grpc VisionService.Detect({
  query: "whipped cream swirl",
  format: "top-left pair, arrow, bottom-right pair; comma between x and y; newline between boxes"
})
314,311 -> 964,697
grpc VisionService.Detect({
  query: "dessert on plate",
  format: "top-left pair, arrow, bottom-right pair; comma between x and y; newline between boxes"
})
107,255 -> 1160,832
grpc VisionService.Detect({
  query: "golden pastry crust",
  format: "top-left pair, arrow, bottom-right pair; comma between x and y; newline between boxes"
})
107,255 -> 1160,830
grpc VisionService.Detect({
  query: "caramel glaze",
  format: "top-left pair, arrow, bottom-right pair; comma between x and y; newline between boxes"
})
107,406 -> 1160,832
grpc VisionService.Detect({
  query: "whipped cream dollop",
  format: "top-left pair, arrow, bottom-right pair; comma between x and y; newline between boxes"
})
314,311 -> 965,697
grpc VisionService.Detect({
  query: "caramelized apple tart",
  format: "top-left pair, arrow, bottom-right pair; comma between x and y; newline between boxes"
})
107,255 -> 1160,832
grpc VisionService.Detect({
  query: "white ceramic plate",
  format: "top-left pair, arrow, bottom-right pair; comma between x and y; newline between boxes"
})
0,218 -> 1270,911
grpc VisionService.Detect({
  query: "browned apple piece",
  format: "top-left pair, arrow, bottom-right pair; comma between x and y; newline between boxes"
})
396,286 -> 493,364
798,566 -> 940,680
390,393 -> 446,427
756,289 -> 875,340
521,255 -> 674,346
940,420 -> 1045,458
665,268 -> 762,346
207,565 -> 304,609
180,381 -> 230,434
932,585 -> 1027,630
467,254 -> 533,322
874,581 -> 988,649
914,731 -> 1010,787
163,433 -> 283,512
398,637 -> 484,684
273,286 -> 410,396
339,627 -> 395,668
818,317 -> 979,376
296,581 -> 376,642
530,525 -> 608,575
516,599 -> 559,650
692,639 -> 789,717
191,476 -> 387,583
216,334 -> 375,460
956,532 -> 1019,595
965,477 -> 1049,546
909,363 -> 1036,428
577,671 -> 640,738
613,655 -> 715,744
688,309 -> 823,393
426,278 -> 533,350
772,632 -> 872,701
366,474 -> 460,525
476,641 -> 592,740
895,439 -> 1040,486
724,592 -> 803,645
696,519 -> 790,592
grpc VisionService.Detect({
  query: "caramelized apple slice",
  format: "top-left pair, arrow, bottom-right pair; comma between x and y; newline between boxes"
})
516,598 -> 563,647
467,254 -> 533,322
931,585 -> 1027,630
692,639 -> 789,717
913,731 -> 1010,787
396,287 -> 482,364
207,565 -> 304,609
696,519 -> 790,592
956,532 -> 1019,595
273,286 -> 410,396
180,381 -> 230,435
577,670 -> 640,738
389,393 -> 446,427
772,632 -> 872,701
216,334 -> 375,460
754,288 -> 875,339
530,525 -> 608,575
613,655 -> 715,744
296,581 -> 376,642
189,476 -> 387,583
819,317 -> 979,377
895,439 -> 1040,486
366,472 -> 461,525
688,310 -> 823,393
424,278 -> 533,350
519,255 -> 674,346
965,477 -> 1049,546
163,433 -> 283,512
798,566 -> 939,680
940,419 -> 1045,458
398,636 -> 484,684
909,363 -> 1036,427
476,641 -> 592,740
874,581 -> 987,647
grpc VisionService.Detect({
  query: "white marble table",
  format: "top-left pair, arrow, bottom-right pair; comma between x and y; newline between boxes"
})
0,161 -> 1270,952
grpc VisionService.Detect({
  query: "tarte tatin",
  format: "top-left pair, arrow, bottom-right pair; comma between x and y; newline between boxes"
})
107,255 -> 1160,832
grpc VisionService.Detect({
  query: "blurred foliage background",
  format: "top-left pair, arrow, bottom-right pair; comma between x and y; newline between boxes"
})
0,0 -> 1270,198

● ● ●

- _EXERCISE INSTRUCTIONS_
List each line of the items above that contains the word "caramelized".

- _WORKED SOLUTION_
  query: "caramelized apple tart",
  query: "caramelized apple slice",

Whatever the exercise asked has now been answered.